[Source text]:
○ ○ ○ ○ ○

Perfect privacy and perfect security are impossible, and most likely will always be so. Nevertheless, it is essential to define some very high and measurable levels of trustworthiness that are compatible with the exercise of civil rights in cyberspace”, said in his introduction Rufo Guerreschi, executive director of Open Media Cluster, a small R&D non-profit based in Rome. Jovan Golic, from the co-organizing EIT Digital Privacy, Security and Trust Action Line, said: “It is frequently said that there is a trade-off between cyber-security and cyber-privacy, but that is misleading and blocking for both cyber-privacy and also for business in this area. In fact, if you don’t have cyber-privacy you cannot have real cyber-security because the data will be vulnerable to cyber attacks“. Golic went on clarifying that: “There is indeed a trade-off between cyber-surveillance and cyber-privacy, but cyber-surveillance is not the same as cyber-security. … So, we would like to have both cyber-security and cyber-privacy and also lawful cyber-surveillance. In order to achieve that, we need secure and trustworthy technologies.”

In his keynote speech, Michael Sieber (European Defence Agency) addressed a hot and controversial topic, particularly after the widespread surveillance programs revealed by Edward Snowden and more recent hacks. Among EU member states it’s hilarious: they claim digital soverignty but they rely mostly on Chinese hardware, on US American software, and they need a famous Russian to reveal the vulnerabilities”. Most importantly, he envisioned an exciting step forward for the EU: “We can create a joint vision, big in ambition and funding; concentrate on our strengths; effectively combine ‘smart clustering’ and ‘smart regulation‘”.

Bruce Schneier, world-renowned security expert, focused on trust as a key feature to better understand the main challenges laid out for this event (and the entire “Free and Safe in Cyberspace” project). “Trust is essential to human society and we, as a species, are very trusting. But what are the security mechanisms that make this work, particularly in the IT world? Mostly we rely on transparency, oversight, and accountability,” explained Schneier. “And so in order to avoid some mechanism failure, as was the case with the recent Volkswagen cheat, we must integrate them – along with verifiable standards, liability measures and institutional drive to encourage cooperation. We’d strive to apply this formula also to these challenges, aiming at ultimately providing affordable, user-friendly IT-related services for all.

In his trademark style, Richard Stallman, founder of the Free Software Foundation, proposed a few interesting insights: “We should stop thinking about security as against third parties, we should stop assuming that program developers are on our side. Actually, the programmer can be the enemy, so we must be sure that there is no one with that much control”. More controversially, during Panel 2 on the role of free/open source software, Stallman said that computing trustworthiness is a “practical advantage or convenience” rather an additional requirement for computing freedom. Guerreschi opposed a different opinion by which the lack of meaningful trustworthiness turns inevitably the other four software freedoms into a disutility to their users. According to Michael Hohmuth (CEO at Kernkonzept, Dresden), one obstacle preventing user control is the “complexity of our operating systems…and of course the solution is trying to reduce this complexity, something that we try to address by putting all the components that user cannot trust anymore in its own little compartment“, thus enabling some simpler verification steps.

○ ○ ○ ○ ○

[Problems to work on]:
A) Please answer these questions about the report on cyber-privacy and security:
(i) In which city is Open Media Cluster based?
(ii) Which three things does Schneier say we mostly rely on to make trust work?
(iii) What does Hohmuth name as one obstacle preventing user control?
B) Carry on the report on cyber-privacy and security from the point where it stops.

○ ○ ○ ○ ○

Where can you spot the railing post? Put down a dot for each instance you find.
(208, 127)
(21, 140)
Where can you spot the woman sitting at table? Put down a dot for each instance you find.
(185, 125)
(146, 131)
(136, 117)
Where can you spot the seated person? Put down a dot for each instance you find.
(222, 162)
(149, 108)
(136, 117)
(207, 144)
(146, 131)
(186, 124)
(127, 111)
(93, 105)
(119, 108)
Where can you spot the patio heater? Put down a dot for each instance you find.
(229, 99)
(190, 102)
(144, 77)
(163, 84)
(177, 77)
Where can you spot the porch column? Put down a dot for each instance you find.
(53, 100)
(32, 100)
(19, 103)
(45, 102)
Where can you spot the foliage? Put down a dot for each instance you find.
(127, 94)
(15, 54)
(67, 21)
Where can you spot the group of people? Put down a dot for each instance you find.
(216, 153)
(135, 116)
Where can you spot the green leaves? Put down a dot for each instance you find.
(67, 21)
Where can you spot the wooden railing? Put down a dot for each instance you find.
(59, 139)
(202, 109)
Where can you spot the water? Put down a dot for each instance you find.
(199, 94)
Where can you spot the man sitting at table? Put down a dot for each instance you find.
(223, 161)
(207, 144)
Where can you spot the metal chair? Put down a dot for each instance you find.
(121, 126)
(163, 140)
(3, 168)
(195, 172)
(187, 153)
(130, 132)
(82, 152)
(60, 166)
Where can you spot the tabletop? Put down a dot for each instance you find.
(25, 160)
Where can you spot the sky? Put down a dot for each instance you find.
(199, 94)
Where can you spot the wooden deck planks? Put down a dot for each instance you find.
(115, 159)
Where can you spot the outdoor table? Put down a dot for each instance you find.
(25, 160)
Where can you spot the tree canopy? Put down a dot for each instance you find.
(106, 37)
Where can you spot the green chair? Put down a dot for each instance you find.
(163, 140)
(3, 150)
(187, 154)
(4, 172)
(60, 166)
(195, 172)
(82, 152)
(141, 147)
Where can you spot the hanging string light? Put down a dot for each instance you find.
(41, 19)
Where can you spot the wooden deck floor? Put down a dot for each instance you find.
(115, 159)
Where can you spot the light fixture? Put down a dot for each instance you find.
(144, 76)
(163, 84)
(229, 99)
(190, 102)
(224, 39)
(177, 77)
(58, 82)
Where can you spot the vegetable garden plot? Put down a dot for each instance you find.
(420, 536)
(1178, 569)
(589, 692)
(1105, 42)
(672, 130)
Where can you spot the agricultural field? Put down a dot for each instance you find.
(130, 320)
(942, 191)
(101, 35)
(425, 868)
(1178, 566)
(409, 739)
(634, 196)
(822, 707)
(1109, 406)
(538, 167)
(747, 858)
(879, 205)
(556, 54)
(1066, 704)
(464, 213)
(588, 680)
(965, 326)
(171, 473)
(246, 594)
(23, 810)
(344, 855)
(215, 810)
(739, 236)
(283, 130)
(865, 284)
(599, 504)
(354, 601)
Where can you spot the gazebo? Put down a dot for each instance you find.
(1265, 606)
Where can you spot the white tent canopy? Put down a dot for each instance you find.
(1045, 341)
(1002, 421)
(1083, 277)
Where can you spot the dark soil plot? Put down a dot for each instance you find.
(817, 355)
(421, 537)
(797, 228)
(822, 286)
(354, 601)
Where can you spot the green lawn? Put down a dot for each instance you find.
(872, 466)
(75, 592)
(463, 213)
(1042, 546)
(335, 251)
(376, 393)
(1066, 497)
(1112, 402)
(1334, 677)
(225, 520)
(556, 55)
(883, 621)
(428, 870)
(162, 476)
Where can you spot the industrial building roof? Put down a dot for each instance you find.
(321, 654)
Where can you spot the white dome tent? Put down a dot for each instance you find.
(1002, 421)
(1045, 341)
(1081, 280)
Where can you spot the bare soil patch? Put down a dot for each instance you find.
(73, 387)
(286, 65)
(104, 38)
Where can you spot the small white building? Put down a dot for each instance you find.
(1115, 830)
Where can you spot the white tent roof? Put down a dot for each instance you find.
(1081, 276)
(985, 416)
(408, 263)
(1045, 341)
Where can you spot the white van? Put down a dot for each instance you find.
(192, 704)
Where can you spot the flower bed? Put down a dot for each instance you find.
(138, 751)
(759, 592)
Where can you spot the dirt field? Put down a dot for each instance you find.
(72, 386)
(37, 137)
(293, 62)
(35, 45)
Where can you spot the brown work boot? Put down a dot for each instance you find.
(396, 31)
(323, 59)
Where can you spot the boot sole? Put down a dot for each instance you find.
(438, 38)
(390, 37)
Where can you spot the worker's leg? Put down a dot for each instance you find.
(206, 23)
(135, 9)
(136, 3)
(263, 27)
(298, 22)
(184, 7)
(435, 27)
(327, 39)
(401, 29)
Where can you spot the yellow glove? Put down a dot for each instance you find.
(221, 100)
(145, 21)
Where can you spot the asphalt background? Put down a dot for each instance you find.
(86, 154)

○ ○ ○ ○ ○

[Solved tasks]:
A)
(i) Rome.
(ii) Transparency, oversight, and accountability.
(iii) The complexity of our operating systems.

B)
On the hardware side, Kai Rannenberg (Professor of Business Informatics at Frankfurst’s Goethe University) focused on the importance of “embedding” trust in the same manufacturing process, and “today EU seems to have only a limited capacity to come up with its own value chain to build trust in hardware, and companies should definitely move forward on this direction“. And Stallman highlighted the essential part of “developing free hardware designs for the kind of chips that you need…and people are working on such projects“.

In wrapping up on the hardware security issue, Andreas Wild (executive director of ECSEL JU) insisted on a broader and integrated strategy for a possible solution: “Most widely publicized cyber-attacks happen through unauthorized access and malicious software alterations in inter-connected operational systems. Therefore, a secure system needs robust design methodologies, trustworthy supply chains, controlled manufacturing sites, and safe methodologies in deploying and operating it, and this with regard to both hardware and software”.

On the related topic of IT certifications for safe methodologies, two engaging panels covered the new high-assurance international certifications and governance models (Panel 1) and the prospect voluntary certification procedures for lawful access (Panel 3). The panelists agreed that this is a long-term process, and we’d always stay focused on providing safeguards that are at least good enough to reconcile meaningful personal privacy, effective lawful access and prevention of malevolent use. The leading cryptographers Ivo Desmedt and Jovan Golic presented some broad options for key recovery options, that may enable public or private entities to voluntarily provide compliance to lawful access requests, through independent and offline third-party processes based on decades of experience with secret sharing cryptographic protocols, which can also ensure the so-called forward secrecy. The president of the Brazilian IT agency SERPRO, Mazoni, presented his plans for delivering meaningful privacy and enabling lawful investigations for public employees.

The last panel on Day 1, number four, looked into the role of new high-assurance IT standards to promote the benefits and prevent the risks of advanced AI (Artificial Intelligence), as well as considering its role in state public security activities as both a tool, and threat to freedom and public safety. A concluding panel on the second day attempted to merge the various perspectives emerged in the two-day workshop – insisting, among other things, on the need to broaden the international cooperation on these complex topics, particularly on IT certification procedures.

Finally, Rufo Guerreschi announced that “probably next spring we will have a similar workshop in Washington DC”, and introduced the upcoming Free and Safe in Cyberspace – LatAm Edition event in Iguazu, Brazil (October 16th 2015), as part of LatinoWare 2015, one of the largest free software conferences in the world.

For further information, please contact us at info@free-and-safe.org

Registration for the “Free and Safe in Cybespace” workshop in open!

www.free-and-safe.org

Hurry up and register, since only 70 seats are available.
Lunch on Sept 24th is included.
Click on the link to our Eventbrite page in our event home page (above).

Subscribe to our Twitter feed for upcoming news, and please retweet this to spread the word:
https://twitter.com/freeandsafe/status/636102321294974976

Some updates:

  1. Speakers: We’ve gladly received the acceptance of Dr. Andreas Wild, Exec. Dir of ECSEL JU  the main EU public R&D program for micro-electronics.
  2. Sponsors: ECSEL JU and AENEAS, major microelectronics industry association, have joined as sponsors.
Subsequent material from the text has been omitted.